Exercise: In the account of Anne's illness, what was she diagnosed with when she returned to the hospital in March?

Anne’s story is told by Anne’s son, James, and daughter in law, Kayleigh, with help from Anne’s son Robert, daughter Katherine and husband Geoff.
Mum had a warm and loving heart, she would go out of her way to help absolutely anyone. Mum was always busy with a craft project of some sort, she made our wedding invitations and cake! She’d make cards and knit too.
Mum worked in the orthopaedic department at the local hospital for almost 20 years, and was highly thought of by her colleagues and patients. Anne met and married Geoff and lived on a dairy farm with him for many years. Our family moved away when we were still young children.
It was January this year when Mum’s symptoms began. Mum was healthy for the most part, but began experiencing a pain that began in her lower left back and radiated to her front. Mum was admitted to hospital with excruciating pain, vomiting, and felt sweaty and dizzy. The hospital thought she might have a kidney infection.
Mum was given antibiotics, but the fever continued. She had CT and MRI scan, but all they could see was that Mum’s bile ducts were dilated. The team in charge of her care wondered if she’d already passed a gallstone. She was discharged home with a follow-up plan for a few weeks’ time, to look at her gallbladder and pancreas in further detail. This procedure showed some small gallstones.
In March Mum was back in hospital with extreme pain, fever and vomiting where she was diagnosed with acute pancreatitis. She was quickly taken into intensive care this time and sedated. Mum had developed multi-organ sepsis. We were told the pancreatitis would affect Mum in one of two ways; Mum would recover slowly over the next few weeks, or she would experience major complications and potentially require years of rehabilitation.

Material shown:
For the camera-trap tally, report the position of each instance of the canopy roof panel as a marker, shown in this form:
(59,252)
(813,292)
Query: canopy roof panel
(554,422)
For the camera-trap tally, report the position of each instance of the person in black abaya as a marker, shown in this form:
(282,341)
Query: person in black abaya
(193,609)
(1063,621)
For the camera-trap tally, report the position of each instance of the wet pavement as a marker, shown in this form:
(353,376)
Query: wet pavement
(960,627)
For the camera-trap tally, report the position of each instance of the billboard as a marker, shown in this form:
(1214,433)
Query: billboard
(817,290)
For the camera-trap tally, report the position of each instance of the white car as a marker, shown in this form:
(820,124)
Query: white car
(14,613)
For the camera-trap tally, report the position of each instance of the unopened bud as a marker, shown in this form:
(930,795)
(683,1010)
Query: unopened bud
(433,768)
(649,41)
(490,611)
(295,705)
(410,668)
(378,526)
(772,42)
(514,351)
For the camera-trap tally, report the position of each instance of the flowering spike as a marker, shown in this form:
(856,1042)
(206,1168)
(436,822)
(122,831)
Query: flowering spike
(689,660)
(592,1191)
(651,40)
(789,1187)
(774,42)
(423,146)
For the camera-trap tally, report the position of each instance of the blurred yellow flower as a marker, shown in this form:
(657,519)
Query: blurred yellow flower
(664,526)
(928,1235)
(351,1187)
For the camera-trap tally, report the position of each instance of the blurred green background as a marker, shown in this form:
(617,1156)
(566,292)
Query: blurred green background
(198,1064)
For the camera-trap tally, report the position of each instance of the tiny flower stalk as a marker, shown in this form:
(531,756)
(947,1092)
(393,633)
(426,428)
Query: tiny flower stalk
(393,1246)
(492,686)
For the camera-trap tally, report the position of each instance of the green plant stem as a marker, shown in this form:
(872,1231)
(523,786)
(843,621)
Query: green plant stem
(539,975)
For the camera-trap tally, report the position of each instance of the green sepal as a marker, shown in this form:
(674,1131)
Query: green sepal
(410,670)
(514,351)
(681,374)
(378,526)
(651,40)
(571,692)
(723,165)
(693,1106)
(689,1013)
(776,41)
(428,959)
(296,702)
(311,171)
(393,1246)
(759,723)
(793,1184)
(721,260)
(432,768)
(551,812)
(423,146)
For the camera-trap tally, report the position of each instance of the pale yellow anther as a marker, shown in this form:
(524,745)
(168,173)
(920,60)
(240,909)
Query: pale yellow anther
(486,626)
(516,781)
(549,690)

Result of this task: Acute pancreatitis.